Supplied text>
------------------------------------------------------------

Biodegradable displays for electronics in the offing

By Abha Manakatala - Sat Nov 28, 12:47 pm



Researchers, including those of Indian-origin, are creating biodegradable electronics by using organic components in screen displays, which could one day help reduce electronic waste in the world’s landfills.

Americans, on average, replace their mobile phones every 22 months, junking more than 150 million phones a year in the process, researchers said.

When it comes to recycling and processing all of this electronic waste, the WHO reports that even low exposure to the electronic elements can cause significant health risks.

“Current mobile phones and electronics are not biodegradable and create significant waste when they’re disposed,” said Suchismita Guha, professor in the Department of Physics and Astronomy at the University of Missouri’s College of Arts and Science.

“This discovery creates the first biodegradable active layer in organic electronics, meaning – in principle – we can eventually achieve full biodegradability,” said Guha.

Guha, along with graduate student Soma Khanra, collaborated with a team from the Federal University of ABC (UFABC) in Brazil to develop organic structures that could be used to light handheld device screens.

------------------------------------------------------------

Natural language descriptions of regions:

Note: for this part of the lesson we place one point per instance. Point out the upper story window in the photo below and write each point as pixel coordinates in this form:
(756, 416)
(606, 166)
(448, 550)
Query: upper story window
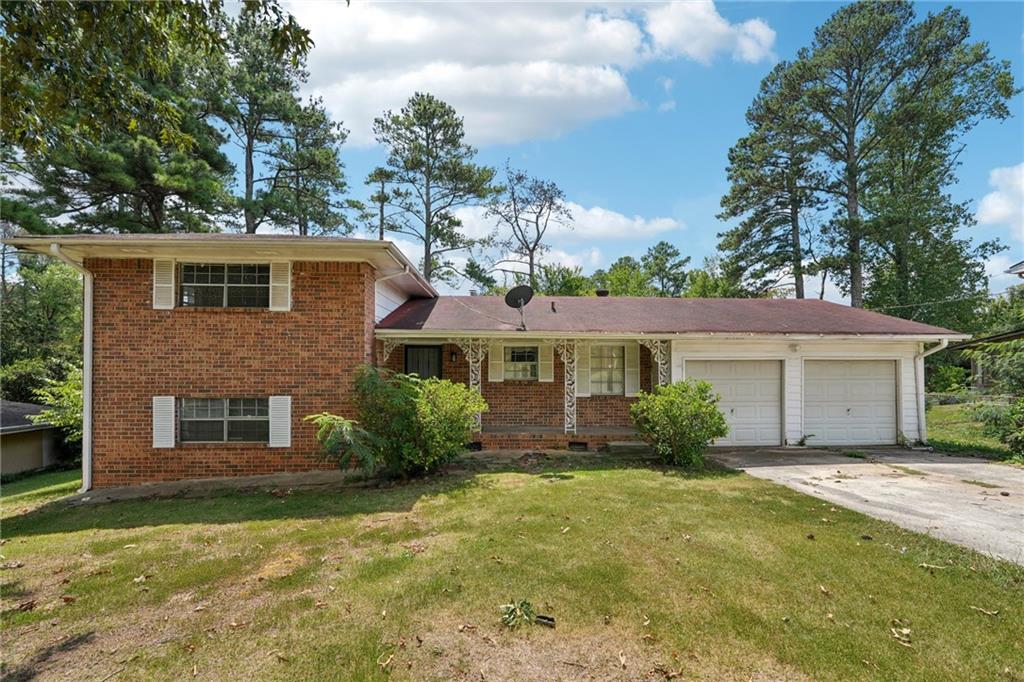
(225, 286)
(520, 363)
(221, 420)
(607, 370)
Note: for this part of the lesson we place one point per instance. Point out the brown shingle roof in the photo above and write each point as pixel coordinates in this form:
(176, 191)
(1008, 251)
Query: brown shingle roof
(649, 315)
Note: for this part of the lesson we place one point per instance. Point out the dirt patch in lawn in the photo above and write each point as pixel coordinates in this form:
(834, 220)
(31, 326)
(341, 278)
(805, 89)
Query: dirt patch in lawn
(463, 651)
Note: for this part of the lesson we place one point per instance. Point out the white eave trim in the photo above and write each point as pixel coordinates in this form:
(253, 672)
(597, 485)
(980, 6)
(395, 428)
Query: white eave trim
(749, 336)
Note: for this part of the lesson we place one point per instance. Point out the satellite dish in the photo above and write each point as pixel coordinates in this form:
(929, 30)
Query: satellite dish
(518, 297)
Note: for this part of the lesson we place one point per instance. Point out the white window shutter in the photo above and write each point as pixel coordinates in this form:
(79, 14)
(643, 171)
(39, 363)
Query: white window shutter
(280, 409)
(496, 361)
(281, 286)
(583, 370)
(163, 285)
(632, 368)
(163, 421)
(546, 363)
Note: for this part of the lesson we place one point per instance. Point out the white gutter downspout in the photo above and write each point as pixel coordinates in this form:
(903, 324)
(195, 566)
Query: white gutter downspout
(919, 374)
(86, 367)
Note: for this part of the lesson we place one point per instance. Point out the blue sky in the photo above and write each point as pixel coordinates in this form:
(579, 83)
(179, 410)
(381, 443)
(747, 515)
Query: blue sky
(631, 109)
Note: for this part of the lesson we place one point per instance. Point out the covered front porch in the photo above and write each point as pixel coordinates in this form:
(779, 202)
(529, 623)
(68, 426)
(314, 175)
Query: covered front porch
(542, 392)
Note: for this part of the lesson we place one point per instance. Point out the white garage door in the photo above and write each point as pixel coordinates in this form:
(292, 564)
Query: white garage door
(850, 401)
(752, 394)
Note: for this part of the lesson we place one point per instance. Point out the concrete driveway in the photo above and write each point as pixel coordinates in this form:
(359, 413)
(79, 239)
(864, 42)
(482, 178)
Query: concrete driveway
(968, 501)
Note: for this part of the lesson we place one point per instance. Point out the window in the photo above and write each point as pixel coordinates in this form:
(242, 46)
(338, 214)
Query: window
(230, 286)
(607, 370)
(520, 363)
(220, 420)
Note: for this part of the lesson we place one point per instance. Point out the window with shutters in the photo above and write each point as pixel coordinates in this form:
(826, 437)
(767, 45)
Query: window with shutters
(607, 370)
(224, 420)
(520, 363)
(225, 286)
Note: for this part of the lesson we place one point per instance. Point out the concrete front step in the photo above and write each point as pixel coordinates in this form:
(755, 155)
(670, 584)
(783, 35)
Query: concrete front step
(628, 448)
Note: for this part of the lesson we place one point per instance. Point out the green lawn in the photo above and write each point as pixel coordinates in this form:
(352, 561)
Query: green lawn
(951, 429)
(26, 494)
(648, 571)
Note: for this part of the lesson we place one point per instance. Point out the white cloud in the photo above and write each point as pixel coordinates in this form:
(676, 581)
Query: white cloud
(600, 223)
(695, 30)
(588, 224)
(1006, 205)
(514, 72)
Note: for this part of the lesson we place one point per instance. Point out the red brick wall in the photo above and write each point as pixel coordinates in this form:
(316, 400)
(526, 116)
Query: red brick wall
(537, 403)
(310, 353)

------------------------------------------------------------

Your assignment> Please write out the passage of the biodegradable displays article that begins at the words "By Abha Manakatala" and stops after "the world’s landfills.".

Answer area>
By Abha Manakatala - Sat Nov 28, 12:47 pm



Researchers, including those of Indian-origin, are creating biodegradable electronics by using organic components in screen displays, which could one day help reduce electronic waste in the world’s landfills.